# UFC 60: Jeremy Horn Armbar video



## Andrew Green (May 28, 2006)

Unaired ending to the Jeremy Horn fight:

http://www.youtube.com/v/JF3WJ5l8lzA

Interesting arm bar


----------



## green meanie (May 28, 2006)

_VERY_ interesting armbar. We'll be trying that out this week.


----------



## Kembudo-Kai Kempoka (May 28, 2006)

We used to call it a "grapevine" arm-bar. The continuation if you haven't got it cinched is to let the leverage of your grapevined leg turn you to the opoposite side...you both end up in the base Japanese arm-bar position, same bodily relationships, just face down. Works great for big guys with strong benches.

Regards,

Dave


----------



## Makalakumu (May 28, 2006)

* Aim 1
Sum up the UFC 60 armbar thread in two sentences.
* Aim 2
Copy the armbar thread word for word, starting at "Unaired ending to" and ending at "out this week.".
* Aim 3
Write what comes next in the UFC 60 armbar thread, picking up after its last line.
The records that follow have nothing to do with the armbar thread.

* Stored records

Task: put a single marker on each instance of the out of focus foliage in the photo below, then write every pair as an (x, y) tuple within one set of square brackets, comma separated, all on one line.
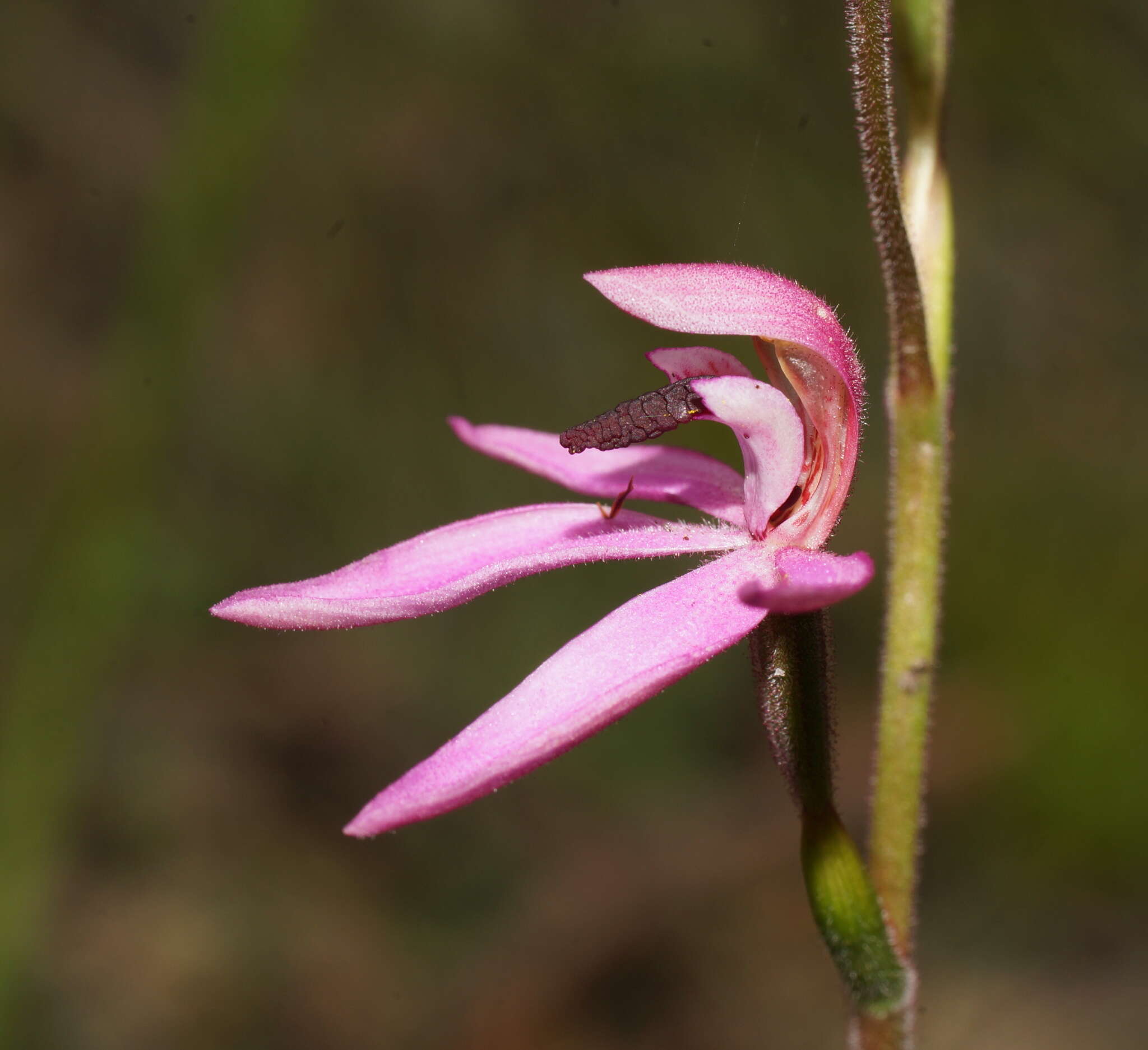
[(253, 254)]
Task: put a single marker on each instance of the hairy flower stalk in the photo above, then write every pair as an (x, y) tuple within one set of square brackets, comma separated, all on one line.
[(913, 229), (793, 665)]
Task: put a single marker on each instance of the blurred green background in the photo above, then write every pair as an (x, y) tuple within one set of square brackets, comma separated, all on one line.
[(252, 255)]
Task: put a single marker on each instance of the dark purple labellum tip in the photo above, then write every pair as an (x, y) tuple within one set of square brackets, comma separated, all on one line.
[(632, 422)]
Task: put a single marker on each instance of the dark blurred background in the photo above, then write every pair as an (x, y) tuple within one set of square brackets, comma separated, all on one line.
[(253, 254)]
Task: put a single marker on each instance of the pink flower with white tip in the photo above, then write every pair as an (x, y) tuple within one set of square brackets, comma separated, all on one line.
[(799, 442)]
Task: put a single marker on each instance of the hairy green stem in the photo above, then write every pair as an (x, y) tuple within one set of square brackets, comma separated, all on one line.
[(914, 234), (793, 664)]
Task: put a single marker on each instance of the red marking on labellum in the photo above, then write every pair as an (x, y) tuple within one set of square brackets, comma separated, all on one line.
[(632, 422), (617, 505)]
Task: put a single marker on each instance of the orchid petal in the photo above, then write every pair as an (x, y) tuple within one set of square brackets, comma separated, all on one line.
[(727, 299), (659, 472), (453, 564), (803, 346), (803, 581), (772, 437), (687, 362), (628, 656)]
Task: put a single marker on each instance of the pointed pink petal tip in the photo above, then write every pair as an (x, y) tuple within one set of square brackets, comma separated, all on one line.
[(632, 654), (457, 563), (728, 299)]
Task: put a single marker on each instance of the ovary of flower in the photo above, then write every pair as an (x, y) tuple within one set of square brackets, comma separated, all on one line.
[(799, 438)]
---
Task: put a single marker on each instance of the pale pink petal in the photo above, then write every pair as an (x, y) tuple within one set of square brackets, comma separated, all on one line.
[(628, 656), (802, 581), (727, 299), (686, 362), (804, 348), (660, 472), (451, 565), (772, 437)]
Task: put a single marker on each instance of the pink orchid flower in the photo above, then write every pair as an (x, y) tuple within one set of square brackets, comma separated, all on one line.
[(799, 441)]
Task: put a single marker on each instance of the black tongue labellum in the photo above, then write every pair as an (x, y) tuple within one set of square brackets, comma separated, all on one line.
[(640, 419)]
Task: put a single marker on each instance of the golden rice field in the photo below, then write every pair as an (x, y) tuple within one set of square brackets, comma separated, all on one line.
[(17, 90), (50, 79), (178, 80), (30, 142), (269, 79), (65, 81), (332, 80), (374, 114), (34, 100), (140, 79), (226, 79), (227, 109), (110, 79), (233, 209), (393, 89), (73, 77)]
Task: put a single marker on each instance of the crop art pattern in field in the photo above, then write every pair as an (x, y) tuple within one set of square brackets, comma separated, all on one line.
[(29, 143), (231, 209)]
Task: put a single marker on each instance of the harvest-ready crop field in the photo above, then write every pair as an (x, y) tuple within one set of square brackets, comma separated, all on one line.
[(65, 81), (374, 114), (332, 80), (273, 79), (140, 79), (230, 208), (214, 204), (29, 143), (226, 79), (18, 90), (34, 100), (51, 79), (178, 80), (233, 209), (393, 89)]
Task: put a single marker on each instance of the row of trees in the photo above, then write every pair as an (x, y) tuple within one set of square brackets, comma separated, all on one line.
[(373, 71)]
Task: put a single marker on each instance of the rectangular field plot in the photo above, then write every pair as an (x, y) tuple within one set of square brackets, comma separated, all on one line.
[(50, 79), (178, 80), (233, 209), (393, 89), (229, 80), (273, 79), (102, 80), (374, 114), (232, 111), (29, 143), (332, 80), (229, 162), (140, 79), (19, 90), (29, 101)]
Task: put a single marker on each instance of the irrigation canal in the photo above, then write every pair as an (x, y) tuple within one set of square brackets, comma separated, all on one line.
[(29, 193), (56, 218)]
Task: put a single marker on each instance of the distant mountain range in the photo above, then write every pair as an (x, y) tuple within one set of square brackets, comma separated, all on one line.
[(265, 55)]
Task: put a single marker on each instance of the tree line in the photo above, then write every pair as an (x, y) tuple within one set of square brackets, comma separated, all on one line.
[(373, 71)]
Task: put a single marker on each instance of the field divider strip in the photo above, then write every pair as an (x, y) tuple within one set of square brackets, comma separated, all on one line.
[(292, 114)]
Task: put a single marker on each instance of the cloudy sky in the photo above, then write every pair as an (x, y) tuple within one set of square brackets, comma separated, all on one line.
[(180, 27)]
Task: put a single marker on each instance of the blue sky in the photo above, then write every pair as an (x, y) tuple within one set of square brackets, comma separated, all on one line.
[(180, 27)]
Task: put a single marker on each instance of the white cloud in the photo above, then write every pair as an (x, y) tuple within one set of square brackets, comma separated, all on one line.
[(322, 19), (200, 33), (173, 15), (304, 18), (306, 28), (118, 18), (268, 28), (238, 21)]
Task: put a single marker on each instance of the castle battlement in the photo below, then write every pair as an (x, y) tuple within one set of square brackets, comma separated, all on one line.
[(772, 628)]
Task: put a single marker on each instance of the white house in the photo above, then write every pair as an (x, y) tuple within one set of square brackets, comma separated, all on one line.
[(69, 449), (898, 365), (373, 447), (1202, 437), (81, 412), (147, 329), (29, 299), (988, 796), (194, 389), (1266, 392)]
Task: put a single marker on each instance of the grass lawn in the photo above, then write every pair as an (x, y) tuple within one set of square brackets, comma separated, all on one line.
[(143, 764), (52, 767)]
--
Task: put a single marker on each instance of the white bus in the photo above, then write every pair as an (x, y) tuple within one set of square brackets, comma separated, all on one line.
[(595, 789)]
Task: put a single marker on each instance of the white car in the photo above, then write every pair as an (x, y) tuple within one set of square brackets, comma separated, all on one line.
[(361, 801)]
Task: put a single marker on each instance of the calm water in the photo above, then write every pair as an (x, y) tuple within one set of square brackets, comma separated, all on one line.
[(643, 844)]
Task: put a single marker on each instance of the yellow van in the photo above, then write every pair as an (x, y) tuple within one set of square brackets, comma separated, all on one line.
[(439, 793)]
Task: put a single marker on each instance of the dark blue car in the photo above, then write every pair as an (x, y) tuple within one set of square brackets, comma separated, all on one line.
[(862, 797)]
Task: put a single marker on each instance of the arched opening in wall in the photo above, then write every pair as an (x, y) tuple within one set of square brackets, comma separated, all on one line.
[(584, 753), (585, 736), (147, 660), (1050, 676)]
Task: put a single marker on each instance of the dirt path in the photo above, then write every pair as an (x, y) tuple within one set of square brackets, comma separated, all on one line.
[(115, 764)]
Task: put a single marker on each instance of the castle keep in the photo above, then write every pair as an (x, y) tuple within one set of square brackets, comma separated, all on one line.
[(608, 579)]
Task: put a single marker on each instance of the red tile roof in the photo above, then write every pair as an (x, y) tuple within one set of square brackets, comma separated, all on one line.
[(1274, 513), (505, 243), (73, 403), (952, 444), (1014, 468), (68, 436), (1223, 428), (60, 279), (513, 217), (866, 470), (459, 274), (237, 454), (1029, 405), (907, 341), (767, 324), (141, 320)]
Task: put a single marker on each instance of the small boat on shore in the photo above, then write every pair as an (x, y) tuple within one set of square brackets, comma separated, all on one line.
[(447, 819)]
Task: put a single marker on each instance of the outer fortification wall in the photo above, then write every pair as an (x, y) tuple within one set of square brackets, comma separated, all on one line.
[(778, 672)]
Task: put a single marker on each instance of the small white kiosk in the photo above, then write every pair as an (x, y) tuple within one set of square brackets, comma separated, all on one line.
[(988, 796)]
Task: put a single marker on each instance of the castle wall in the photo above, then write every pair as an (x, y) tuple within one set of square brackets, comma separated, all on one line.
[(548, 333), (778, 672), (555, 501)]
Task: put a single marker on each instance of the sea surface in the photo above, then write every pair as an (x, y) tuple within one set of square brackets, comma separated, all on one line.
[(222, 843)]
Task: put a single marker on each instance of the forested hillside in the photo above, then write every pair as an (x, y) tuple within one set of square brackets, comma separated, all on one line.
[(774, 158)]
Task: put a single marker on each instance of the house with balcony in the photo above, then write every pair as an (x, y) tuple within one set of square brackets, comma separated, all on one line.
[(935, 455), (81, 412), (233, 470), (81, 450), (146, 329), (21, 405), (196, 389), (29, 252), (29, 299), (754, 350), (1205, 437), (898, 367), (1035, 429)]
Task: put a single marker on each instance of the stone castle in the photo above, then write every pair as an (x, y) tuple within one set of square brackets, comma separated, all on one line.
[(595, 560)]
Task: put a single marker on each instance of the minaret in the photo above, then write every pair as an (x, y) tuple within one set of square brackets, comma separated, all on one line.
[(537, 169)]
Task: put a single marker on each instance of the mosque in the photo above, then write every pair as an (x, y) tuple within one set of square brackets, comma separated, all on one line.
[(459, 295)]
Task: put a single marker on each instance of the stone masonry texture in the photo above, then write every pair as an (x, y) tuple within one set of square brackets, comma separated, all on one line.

* Task answer 1
Andrew Green posted a link to the unaired ending of the Jeremy Horn fight and called the arm bar interesting, and green meanie replied that it would be tried out that week. Kembudo-Kai Kempoka said it used to be called a "grapevine" arm-bar, described the follow-up move when it isn't cinched, and said it works great for big guys with strong benches.

* Task answer 2
Unaired ending to the Jeremy Horn fight:

http://www.youtube.com/v/JF3WJ5l8lzA

Interesting arm bar


----------



## green meanie (May 28, 2006)

_VERY_ interesting armbar. We'll be trying that out this week.

* Task answer 3
That is one I've been practicing for a while.  Nobody expects the foot to snake around like that.  The cool thing about it is that if you can get your ankle under your uke's chin, you can pull your toes back and really lock the position tight.  And then, everytime uke tries to fight the arm bar, the pressure on the neck increases and uke actually chokes himself.


----------



## WilliamJ (Jun 8, 2006)

Jeremy is the man, one of the smartest fighters in the business today. He just finds ways to get the job done.


----------



## White Fox (Jun 12, 2006)

That was really cool I will be trying that out!!!!!!HEHEHE


----------



## tshadowchaser (Jun 12, 2006)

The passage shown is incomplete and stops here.